[Task prompt] From the text on seasonal affective disorder below, list every symptom of SAD that it names.

Dr. Stuart Anfang, Vice Chair of Psychiatry at Baystate Health, shares some tips for coping with the change in the seasons and how to handle seasonal affective disorder.

What is SAD and what are the symptoms?

SAD stands for seasonal affective disorder. It is a type of depression that's related to changes in seasons and most prevalent during the fall and winter months.

Scientists don’t know exactly what causes SAD. Some believe people with SAD may have lower serotonin levels, which can affect moods. Others think people with SAD may produce too much melatonin, which could make them sleepier.

It could also just be the result of your body getting out of sync during transitions like Daylight Saving Time.

SAD symptoms include:

  • Fatigue
  • Feelings of despair
  • Anxiousness and guilt
  • Loss of interest in social events or normally enjoyable activities
  • Change in appetite
  • Craving for sugary and starchy foods
  • Changes in sleeping patterns including oversleeping or difficulty sleeping
  • Thoughts of death or suicide

How is SAD diagnosed?

Talk to your doctor if you think you might have SAD. They may give you a questionnaire to see if you meet the requirements.

According to the National Institute of Mental Health, you could have SAD if you:

  • Show signs of depression or the SAD symptoms
  • Experience symptoms during specific seasons two years in a row
  • Have frequent depressive episodes, more so than at other times in your life

How long does SAD last?

[Exercise data]
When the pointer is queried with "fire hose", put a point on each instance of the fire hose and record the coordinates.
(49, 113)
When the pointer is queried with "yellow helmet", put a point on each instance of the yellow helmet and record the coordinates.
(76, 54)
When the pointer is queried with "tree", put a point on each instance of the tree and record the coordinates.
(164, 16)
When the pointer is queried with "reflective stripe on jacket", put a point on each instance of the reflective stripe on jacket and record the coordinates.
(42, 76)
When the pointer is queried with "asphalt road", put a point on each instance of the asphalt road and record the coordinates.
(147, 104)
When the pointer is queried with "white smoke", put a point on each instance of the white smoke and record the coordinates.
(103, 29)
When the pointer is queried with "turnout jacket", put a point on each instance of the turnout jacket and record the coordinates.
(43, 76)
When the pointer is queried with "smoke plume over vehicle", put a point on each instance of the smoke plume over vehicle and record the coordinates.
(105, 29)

[Written reply]
- Fatigue
- Feelings of despair
- Anxiousness and guilt
- Loss of interest in social events or normally enjoyable activities
- Change in appetite
- Craving for sugary and starchy foods
- Changes in sleeping patterns including oversleeping or difficulty sleeping
- Thoughts of death or suicide